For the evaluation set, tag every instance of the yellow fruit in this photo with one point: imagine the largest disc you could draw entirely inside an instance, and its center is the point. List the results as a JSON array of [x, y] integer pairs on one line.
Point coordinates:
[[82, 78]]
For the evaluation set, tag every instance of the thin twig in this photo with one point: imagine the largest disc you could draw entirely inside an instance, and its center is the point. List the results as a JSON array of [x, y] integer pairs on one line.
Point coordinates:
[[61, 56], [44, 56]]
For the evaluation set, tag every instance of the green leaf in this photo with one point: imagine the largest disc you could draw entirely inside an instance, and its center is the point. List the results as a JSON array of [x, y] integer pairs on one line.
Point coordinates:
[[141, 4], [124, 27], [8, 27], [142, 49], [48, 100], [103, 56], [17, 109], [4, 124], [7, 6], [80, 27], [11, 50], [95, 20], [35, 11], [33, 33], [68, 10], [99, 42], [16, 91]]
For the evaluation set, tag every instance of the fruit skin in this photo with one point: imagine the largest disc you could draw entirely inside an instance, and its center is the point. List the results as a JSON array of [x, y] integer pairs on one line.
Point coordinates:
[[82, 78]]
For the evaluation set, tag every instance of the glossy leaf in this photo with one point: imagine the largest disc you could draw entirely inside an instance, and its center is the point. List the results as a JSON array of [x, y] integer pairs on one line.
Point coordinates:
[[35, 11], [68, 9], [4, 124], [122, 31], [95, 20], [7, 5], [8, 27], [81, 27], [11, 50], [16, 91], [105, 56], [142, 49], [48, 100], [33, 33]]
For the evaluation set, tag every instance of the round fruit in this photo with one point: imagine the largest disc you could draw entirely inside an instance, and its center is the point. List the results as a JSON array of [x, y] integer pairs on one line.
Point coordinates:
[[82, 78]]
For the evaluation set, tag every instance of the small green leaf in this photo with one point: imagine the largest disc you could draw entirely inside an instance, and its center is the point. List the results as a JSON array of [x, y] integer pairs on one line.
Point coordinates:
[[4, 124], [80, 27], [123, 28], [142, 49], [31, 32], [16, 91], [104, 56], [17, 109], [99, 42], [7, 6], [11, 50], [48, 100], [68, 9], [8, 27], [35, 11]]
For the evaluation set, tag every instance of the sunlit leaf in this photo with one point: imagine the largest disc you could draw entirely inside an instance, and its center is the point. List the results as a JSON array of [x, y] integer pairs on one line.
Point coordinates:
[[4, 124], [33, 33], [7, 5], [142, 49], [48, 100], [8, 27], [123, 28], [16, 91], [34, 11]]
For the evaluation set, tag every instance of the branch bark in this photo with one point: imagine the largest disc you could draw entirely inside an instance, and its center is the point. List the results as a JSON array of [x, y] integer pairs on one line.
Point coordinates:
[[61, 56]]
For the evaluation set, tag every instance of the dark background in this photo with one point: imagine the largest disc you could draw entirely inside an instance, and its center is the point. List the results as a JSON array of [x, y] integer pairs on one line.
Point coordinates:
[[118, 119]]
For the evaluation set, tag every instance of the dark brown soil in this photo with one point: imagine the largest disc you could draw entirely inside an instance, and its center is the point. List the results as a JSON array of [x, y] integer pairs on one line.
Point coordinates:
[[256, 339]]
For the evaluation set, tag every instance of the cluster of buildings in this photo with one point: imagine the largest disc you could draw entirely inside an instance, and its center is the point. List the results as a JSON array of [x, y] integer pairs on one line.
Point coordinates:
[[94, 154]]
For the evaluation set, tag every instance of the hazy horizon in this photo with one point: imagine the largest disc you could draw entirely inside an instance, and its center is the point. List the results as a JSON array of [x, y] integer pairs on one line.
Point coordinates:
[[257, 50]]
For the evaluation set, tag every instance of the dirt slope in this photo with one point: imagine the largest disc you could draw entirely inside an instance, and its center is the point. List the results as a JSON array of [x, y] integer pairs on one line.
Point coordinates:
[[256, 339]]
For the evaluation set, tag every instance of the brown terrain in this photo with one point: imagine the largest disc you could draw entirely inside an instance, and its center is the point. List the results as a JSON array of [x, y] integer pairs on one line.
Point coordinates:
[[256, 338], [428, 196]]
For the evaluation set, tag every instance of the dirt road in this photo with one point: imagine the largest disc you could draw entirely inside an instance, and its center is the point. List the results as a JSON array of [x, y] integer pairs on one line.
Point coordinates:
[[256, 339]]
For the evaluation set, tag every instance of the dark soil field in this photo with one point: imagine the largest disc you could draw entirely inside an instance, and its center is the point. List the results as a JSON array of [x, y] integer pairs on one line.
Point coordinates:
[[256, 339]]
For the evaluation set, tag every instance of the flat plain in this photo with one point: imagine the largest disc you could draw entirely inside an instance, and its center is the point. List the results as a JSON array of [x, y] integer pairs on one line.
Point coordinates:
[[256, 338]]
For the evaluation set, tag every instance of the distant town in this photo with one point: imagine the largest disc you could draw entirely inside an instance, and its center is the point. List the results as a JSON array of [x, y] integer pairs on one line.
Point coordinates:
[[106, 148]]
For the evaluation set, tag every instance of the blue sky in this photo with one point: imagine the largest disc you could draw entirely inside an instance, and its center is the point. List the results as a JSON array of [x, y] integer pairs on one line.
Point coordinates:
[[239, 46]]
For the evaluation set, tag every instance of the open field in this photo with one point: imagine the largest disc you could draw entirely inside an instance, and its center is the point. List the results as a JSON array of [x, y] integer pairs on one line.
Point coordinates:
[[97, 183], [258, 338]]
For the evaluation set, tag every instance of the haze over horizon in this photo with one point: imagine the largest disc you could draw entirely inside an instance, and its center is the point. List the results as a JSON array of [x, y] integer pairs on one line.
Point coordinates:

Stated goal:
Copy out all of the material above line for line, with every word, number, and bracket kept unchanged.

Answer for this exercise:
For the evaluation set, tag every instance of the yellow fruit in this photo with one point: imagine the largest disc you could draw entirely inside an instance, and its center is the point. List the results as a JSON array of [x, y] integer pairs on one line.
Point coordinates:
[[82, 78]]
For the evaluation set, tag every instance of the thin twig in this photo with one point: imagine the largest disc you could draw entirely inside an instance, and its center is the point. List the results as a JSON array of [x, y] integer pairs on one line.
Point coordinates:
[[61, 56], [44, 56]]
For the evaluation set, tag every instance of the green leaf in this photo with one point: imagine the largest disc you could draw entirely inside an instance, and its center is the point. List the results as a JSON array of [x, y] integer pairs on one line.
Point coordinates:
[[141, 4], [124, 27], [8, 27], [142, 49], [48, 100], [103, 56], [17, 109], [4, 124], [7, 6], [80, 27], [11, 50], [95, 20], [35, 11], [33, 33], [68, 10], [99, 42], [16, 91]]
For the evaluation set, tag every instance of the fruit skin in this photo with one point: imagine the largest disc you could draw entirely inside an instance, and its center is the point. List the results as a JSON array of [x, y] integer pairs on one line.
Point coordinates:
[[82, 78]]
For the evaluation set, tag every instance of the glossy leaf in this photo with one point: imagine the largest disc you could draw entirely inside an instance, and its center is the point. List the results as a JSON array of [x, y] integer pairs on one line.
Point coordinates:
[[35, 11], [68, 9], [4, 124], [122, 31], [95, 20], [7, 5], [8, 27], [81, 27], [11, 50], [16, 91], [105, 56], [142, 49], [48, 100], [33, 33]]
For the evaluation set, tag every instance of the round fruit in this photo with one point: imagine the largest disc you could draw entirely inside an instance, and its center is the point. List the results as a JSON array of [x, y] integer pairs on one line.
Point coordinates:
[[82, 78]]
For the evaluation set, tag every instance of the small green leaf in this photo with one point: imagine the largest disc you could draw entirely inside an instance, and its center is the point. List the results as a JSON array of [x, y] integer pairs on one line.
Point coordinates:
[[4, 124], [80, 27], [123, 28], [142, 49], [31, 32], [16, 91], [104, 56], [17, 109], [99, 42], [7, 6], [11, 50], [48, 100], [68, 9], [8, 27], [35, 11]]
For the evaluation set, tag every instance of the sunlit leaf in this photo with one point: imagine the largest disc you could draw entirely inside an instance, and its center is the point. List the results as a JSON array of [x, y] integer pairs on one line.
Point coordinates:
[[4, 124], [33, 33], [7, 5], [142, 49], [48, 100], [8, 27], [123, 28], [16, 91], [34, 11]]
For the evaluation set, tag every instance of the branch bark in this photo with one point: imagine the largest disc you could draw entirely inside an instance, and its center is the point. List the results as a JSON array of [x, y] integer pairs on one line.
Point coordinates:
[[61, 56]]
For the evaluation set, tag every instance of the dark background in this photo with one point: imagine the largest disc you could draw entirely inside an instance, and its center is the point. List the results as a JSON array of [x, y] integer pairs on one line.
Point coordinates:
[[118, 119]]
For the evaluation set, tag every instance of the dark brown soil in this photo with one point: imagine the largest disc you could draw entirely inside an instance, and its center is the point. List the results as a JSON array of [x, y] integer pairs on one line.
Point coordinates:
[[256, 339]]
For the evaluation set, tag every instance of the cluster of buildings in this photo with one point: imagine the largest disc you could draw entirely inside an instance, and its center is the point. List the results as a JSON array of [x, y] integer pairs on one line.
Point coordinates:
[[94, 154]]
For the evaluation set, tag every instance of the hazy horizon in this photo with one point: imagine the largest disc you could draw entirely inside an instance, and its center is the point. List the results as a JSON array of [x, y] integer pairs on one line.
Point coordinates:
[[257, 50]]
For the evaluation set, tag every instance of the dirt slope in this photo with one point: imagine the largest disc you could draw entirely inside an instance, and its center is the point. List the results as a JSON array of [x, y] integer pairs on one line.
Point coordinates:
[[256, 339]]
For the evaluation set, tag every instance of the brown terrain in this photo with one point: imagine the largest disc you could draw entirely inside an instance, and its center is the point. List the results as a JSON array of [x, y] integer pairs on one line.
Point coordinates:
[[256, 338], [428, 196]]
For the evaluation set, tag every instance of the dirt road in this photo with one point: imagine the largest disc you could draw entirely inside an instance, and its center is the point. List the results as a JSON array of [x, y] integer pairs on one line.
Point coordinates:
[[256, 339]]
For the evaluation set, tag every instance of the dark soil field in this photo with one point: imagine the largest disc you could draw entirely inside an instance, and its center is the point. List the results as a JSON array of [x, y] integer pairs on one line.
Point coordinates:
[[256, 339]]
For the evaluation set, tag every instance of the flat plain in this photo with one point: imagine the largest disc you could draw entirely inside an instance, and its center is the point. List the results as a JSON array of [x, y] integer pairs on one line.
Point coordinates:
[[256, 338]]
For the evaluation set, tag every instance of the distant town in this photo with one point: imagine the largest disc you could draw entirely inside an instance, and its center is the point. List the results as a JSON array of [x, y] integer pairs on one line.
Point coordinates:
[[106, 148]]
For the evaluation set, tag every instance of the blue sky in this photo with one point: imagine the largest disc you could draw entirely inside an instance, and its center is the point. List the results as a JSON array of [x, y] integer pairs on one line.
Point coordinates:
[[239, 46]]
For the evaluation set, tag every instance of the open field in this photo with one point: imagine the largest disc you could draw entirely inside an instance, and its center is the point. List the results as a JSON array of [x, y] integer pairs on one line.
Point coordinates:
[[97, 183], [258, 338]]
For the evaluation set, tag every instance of the haze over horizon in this photo with one point: imagine the largest disc you could draw entirely inside an instance, and its center is the point. List the results as a JSON array of [x, y] integer pairs on one line.
Point coordinates:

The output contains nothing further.